• SOURCE PASSAGE:
Listen and you may heal
While it may seem unorthodox to heal past trauma by listening rather than speaking about our problems, it’s not something to be discounted.
We’re indoctrinated in one of two ways; either to be so ego-centric that the entire world knows what we eat for breakfast, lunch, and dinner along with the outfits that we’re wearing at each meal while publicly advertising what we’re feeling and why we’re feeling it, or even worse, we’re forced to repress and compartmentalize our emotions.
There doesn't seem to be an equilibrium of the two. Either we’re the extreme in one way, or the extreme in the other way.
What if we took a step back to reflect on what’s lurking in the crevices of our subconscious? And then we listened to someone? Can we gain liberation? Is it something that can be categorized as a healing modality?
Personally, I was able to gain not only insight, but an immense amount of healing my past when I tried this method.
I was recently blessed with the opportunity to join a women’s moon circle. We were asked to go back to our childhood and feel whatever emotions surfaces. When I did, it was far from pleasant.
I had been physically abused as a child from my alcoholic father. The last time that I ever saw him, he was getting arrested because he was so drunk. It’s something that I’ve barely spoken about because throughout the years, I was taught to be shameful about what happened. And that humiliation has been a part of me my entire life. I never knew what to do with it, so I stored it deep within myself thinking that I was over it. But, it was just waiting in vain to come out.
Whether it was from my mother who told me to never to speak about it or from ex-boyfriends who told me that because it had happened when I was a child, I shouldn’t be talking about it, so I never did. Whatever anyone’s reasons for wanting me to shy away from acknowledging and accepting the trauma, I will never know. But, that’s not important and really, none of my business.
During this circle, we had one partner that we had to share our experiences with. After we had the chance to bring up the experiences and emotions, we were asked to choose to see something which cultivated from the past. My partner had said that she chose to see the beauty in her life and herself. In that very moment, I was finally able to find solace in what happened during my childhood. I found it to be so simplistically poignant. Here was a beautiful woman who had endured so much, yet found the strength to both persevere and find gratitude.

• DATA SHOWN:
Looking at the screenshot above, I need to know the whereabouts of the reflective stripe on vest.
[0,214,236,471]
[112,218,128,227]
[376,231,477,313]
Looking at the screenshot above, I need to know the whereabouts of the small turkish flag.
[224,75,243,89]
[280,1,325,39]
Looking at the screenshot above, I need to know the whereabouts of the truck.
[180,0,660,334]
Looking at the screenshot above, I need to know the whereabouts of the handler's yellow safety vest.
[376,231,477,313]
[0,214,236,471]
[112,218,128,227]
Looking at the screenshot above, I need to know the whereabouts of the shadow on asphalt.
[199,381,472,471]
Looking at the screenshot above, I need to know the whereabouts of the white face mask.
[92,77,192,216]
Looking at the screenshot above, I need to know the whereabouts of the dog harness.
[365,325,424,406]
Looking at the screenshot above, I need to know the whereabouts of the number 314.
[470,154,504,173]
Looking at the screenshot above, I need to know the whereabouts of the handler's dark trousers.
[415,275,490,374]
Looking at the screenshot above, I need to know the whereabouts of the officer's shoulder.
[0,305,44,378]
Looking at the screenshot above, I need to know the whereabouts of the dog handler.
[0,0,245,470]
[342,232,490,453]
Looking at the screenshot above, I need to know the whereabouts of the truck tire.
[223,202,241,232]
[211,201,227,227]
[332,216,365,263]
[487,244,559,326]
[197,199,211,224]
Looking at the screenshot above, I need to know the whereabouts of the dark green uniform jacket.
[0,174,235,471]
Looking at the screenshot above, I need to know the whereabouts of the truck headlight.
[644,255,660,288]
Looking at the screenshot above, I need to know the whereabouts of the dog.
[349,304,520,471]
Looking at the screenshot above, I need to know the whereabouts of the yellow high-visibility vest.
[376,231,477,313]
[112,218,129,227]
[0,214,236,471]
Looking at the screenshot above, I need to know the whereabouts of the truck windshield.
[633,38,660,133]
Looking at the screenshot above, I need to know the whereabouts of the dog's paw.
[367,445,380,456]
--
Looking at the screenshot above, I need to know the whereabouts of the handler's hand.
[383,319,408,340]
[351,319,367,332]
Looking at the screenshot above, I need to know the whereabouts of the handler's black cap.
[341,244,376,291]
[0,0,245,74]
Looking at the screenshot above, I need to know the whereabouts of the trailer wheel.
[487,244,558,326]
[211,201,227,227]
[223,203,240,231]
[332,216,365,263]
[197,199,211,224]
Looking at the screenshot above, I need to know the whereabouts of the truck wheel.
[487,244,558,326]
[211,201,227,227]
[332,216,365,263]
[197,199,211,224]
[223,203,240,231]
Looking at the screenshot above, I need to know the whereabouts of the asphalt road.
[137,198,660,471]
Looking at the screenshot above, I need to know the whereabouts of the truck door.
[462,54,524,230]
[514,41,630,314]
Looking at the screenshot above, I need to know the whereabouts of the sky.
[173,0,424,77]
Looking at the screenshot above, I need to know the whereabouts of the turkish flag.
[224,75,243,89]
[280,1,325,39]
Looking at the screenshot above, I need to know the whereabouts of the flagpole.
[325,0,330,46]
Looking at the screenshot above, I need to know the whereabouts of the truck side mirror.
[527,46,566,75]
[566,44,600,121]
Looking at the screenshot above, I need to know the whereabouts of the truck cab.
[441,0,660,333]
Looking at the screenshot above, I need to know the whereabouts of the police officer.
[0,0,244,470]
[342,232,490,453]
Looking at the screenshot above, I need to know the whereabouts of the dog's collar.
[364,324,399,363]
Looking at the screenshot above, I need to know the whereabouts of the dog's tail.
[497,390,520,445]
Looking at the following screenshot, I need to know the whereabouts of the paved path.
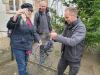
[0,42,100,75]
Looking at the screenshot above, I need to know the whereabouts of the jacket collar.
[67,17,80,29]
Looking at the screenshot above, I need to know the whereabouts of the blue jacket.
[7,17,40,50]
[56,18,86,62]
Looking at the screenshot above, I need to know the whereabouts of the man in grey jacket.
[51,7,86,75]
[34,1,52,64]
--
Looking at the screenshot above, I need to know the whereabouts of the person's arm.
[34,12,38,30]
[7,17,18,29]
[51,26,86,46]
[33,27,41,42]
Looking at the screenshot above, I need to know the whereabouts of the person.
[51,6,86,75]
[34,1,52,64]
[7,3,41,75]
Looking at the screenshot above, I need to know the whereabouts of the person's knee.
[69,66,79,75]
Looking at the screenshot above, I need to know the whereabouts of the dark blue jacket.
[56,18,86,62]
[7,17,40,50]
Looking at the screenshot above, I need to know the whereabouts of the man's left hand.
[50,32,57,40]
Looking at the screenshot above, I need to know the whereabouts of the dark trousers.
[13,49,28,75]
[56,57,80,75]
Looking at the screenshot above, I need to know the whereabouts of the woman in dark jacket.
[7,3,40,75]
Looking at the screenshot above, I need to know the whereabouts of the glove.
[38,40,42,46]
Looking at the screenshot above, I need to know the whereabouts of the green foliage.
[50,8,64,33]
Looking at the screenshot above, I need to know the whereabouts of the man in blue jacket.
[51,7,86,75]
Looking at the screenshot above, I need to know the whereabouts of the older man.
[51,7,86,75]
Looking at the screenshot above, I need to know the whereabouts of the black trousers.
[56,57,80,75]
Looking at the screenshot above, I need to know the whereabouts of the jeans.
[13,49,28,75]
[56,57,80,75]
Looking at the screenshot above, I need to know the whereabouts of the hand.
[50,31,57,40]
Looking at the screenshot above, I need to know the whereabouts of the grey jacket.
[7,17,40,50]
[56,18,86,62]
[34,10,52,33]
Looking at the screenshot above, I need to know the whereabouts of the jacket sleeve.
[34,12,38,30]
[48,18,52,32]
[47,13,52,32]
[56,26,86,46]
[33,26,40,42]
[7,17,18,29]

• WHAT YOU SHOULD DO: Continue the essay on healing through listening from its final paragraph, the one ending in "find gratitude."

• ANSWER SECTION:
All the blessings that came as a result of the trauma were neglected for my entire life because I was so focused on a few sh!tty years. My stepdad who entered my life shortly after my biological father’s arrest came to be Daddy. He was my Superman and my best buddy.
Him putting me on his lap when I was eight years old to teach me how to drive a car, him influencing me to read the likes of Hemingway, Fitzgerald, Poe, Capote, Dickens, O’Henry, Maupassant by the time I was eleven years old, him and I swapping the Sunday times on a weekly basis followed by Sunday football, our inside jokes, our laughs, our quality bonding time.
I would have been robbed of all of those wonderful experiences had my alcoholic father remained a permanent fixture in my life. Unfortunately, my father unexpectedly passed away in July of 2018, but those wonderful memories of him and I will forever remain cherished in my heart.
And I was able to gather all of this by listening to a woman whom I had never met until that moment when she shared with me her own struggles and pain and what she saw as a result of what happened in her own life. In one moment of time, I was finally able to release and let go.
It’s so incredible what can happen to us when we’re not focused on ourselves while being trapped in our own minds, but what can happen when we just take that step back and LISTEN.
We all carry yesterday’s burdens with us so tired of the weight, yet too fearful to let go because then we would lose a sense of identity. An identity that needs to die so that we can become better improved versions of ourselves. But nonetheless, it’s still how we see ourselves.
When we say f*ck the discomfort, do we truly find comfort. When we least expect it, the pain dissipates and the healing occurs. It’s in these synchronistic moments, that we have to relish in the pain we once faced. Because it gives us the ability to transcend the pain into pleasure. And when we do, we realize that we have to suffer just to realize how unnecessary suffering truly is.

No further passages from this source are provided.